Information and tips (guidance) for NRIs in the UK — 2026
The United Kingdom is home to roughly 1.9 million people of Indian origin — long-established, multi-generational British-Indian communities alongside more recent arrivals on Skilled Worker visas, students on Graduate Route, and professionals on intra-corporate transfer. The UK framework for Indian NRIs has had two major recent shifts: the Statutory Residence Test replaced the old 90-day rule in 2013, and the non-domicile regime was abolished in April 2025 and replaced with the four-year Foreign Income and Gains (FIG) regime.
Note: This page is the practical hub. For the detailed mechanics of UK tax residency, the SRT, FIG, and the UK-side filing forms (P85, SA109), see the UK tax for NRIs article.
Two tax systems, two residency tests
Indians in the UK deal with two parallel tax frameworks.
UK tax residency — the Statutory Residence Test
The Statutory Residence Test (SRT) decides UK tax residency through three sequential tests:
- Automatic overseas tests — if any one applies, you are non-resident for the year.
- Automatic UK tests — if any one applies, you are UK resident.
- Sufficient ties test — if neither automatic test resolves the position, residency depends on a sliding scale of UK ties (family, accommodation, work, 90-day, country) against days in the UK.
UK tax residents are taxed at marginal rates of 20% / 40% / 45% (England and Wales; Scotland has separate bands) plus National Insurance on earned income.

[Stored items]
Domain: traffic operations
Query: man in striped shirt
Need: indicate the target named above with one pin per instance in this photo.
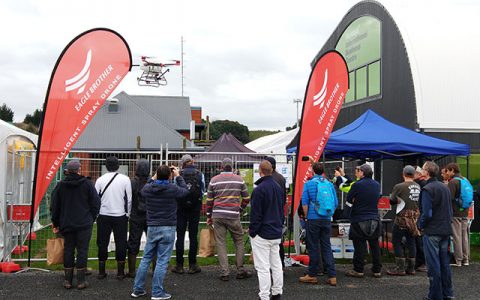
(223, 211)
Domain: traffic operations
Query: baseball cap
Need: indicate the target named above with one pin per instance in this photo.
(409, 170)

** Stated task A **
In the guidance for NRIs in the UK, what replaced the non-domicile regime in April 2025?
** Stated task B **
Extend the guidance for NRIs in the UK, picking up after its last sentence.
The listing is separate material from the guidance for NRIs in the UK.

** Final result A **
The four-year Foreign Income and Gains (FIG) regime replaced it.

** Final result B **
Indian tax residency for the same person
- Under the Income Tax Act, you are an NRI if you spend less than 182 days in India in a financial year (1 April to 31 March).
- A 120-day rule applies if you are an Indian citizen / PIO with ₹15 lakh or more of Indian-source income — staying 120 to 181 days in India can make you Resident but Not Ordinarily Resident (RNOR).
Tip: The UK tax year is 6 April to 5 April, the Indian year is 1 April to 31 March — close but not identical. Split-year treatment is available in the UK for the year of arrival or departure, which usually aligns the two countries cleanly.
The 2025 non-dom abolition and the new FIG regime
For decades, non-domiciled UK residents could claim the remittance basis — foreign income / gains were taxable in the UK only if remitted into the UK. From 6 April 2025 this regime was abolished and replaced with the four-year Foreign Income and Gains (FIG) regime:
- New arrivals (becoming UK tax resident after a 10-year non-residence period) get four years of full exemption on foreign income and gains.
- After year four, worldwide taxation kicks in regardless of remittance.
- Long-term existing non-doms have transitional reliefs; the rules are complex and reward early planning.
Practical impact for Indian NRIs in the UK:
- The planned tenure in the UK matters more than ever. Stay under four years and your Indian dividend, NRO interest and Indian-property gains stay UK-tax-free.
- After the four-year window, plan the location of large Indian capital gains carefully.
See UK tax for NRIs for the detailed treatment.
The India-UK DTAA
The double-tax treaty between India and the UK has been in force since 1993 and remains the basis for relief on both sides. Key points:
- Salary income earned in the UK is taxed in the UK; the same person filing in India as an NRI does not pay Indian tax on UK salary.
- Indian-source income (rent, NRO interest, capital gains on Indian shares) is taxable in India; foreign tax credit is claimed on the UK return.
- Dividends from Indian companies to UK residents are subject to 15% withholding under the DTAA.
- Interest paid out of India to UK residents is capped at 15% under the treaty.
- Pensions — the UK State Pension and most private pensions paid to Indian residents are taxable in India under the DTAA tie-breaker.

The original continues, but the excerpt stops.